**Given request**
Pick out every line in the records below that contains the word "tree" and copy each one.

**Input for this task**
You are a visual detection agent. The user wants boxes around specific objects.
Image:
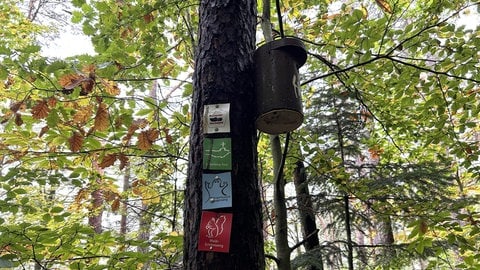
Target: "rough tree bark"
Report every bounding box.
[184,0,265,270]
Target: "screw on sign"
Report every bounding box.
[202,172,232,209]
[198,211,232,253]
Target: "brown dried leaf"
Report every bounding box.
[82,64,97,75]
[102,80,120,96]
[68,132,84,152]
[146,129,160,143]
[58,74,88,90]
[98,154,117,169]
[32,100,50,119]
[80,78,95,96]
[10,101,24,113]
[73,105,93,124]
[94,103,109,131]
[38,126,50,137]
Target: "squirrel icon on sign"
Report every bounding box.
[206,215,227,238]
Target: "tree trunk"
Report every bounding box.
[183,0,265,270]
[270,135,292,270]
[293,161,323,270]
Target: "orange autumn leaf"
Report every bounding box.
[138,129,160,150]
[10,101,24,113]
[32,100,50,119]
[82,64,97,75]
[38,126,50,137]
[94,103,109,131]
[98,154,117,169]
[68,132,84,152]
[58,74,87,90]
[102,80,120,96]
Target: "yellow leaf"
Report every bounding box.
[73,105,93,124]
[98,154,117,169]
[94,103,109,131]
[15,113,23,126]
[375,0,392,14]
[68,132,83,152]
[38,126,50,137]
[32,100,50,119]
[118,154,128,170]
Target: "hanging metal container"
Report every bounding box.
[254,38,307,134]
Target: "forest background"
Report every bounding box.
[0,0,480,269]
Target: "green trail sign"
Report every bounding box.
[203,138,232,171]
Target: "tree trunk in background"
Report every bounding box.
[293,161,323,270]
[373,214,395,260]
[88,180,104,233]
[120,163,130,235]
[270,135,292,270]
[183,0,265,270]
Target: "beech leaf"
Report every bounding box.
[32,100,50,119]
[375,0,392,14]
[94,103,109,131]
[68,132,84,152]
[73,105,93,124]
[137,131,152,150]
[98,154,117,169]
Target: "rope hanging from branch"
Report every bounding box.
[275,0,285,38]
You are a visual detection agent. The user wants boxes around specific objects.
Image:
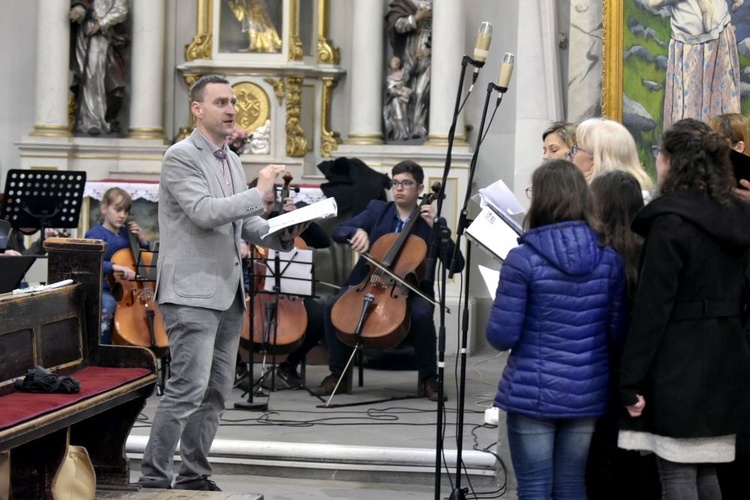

**Output below**
Target: "rough tree bark"
Target: "tree trunk"
Target: "tree trunk in background"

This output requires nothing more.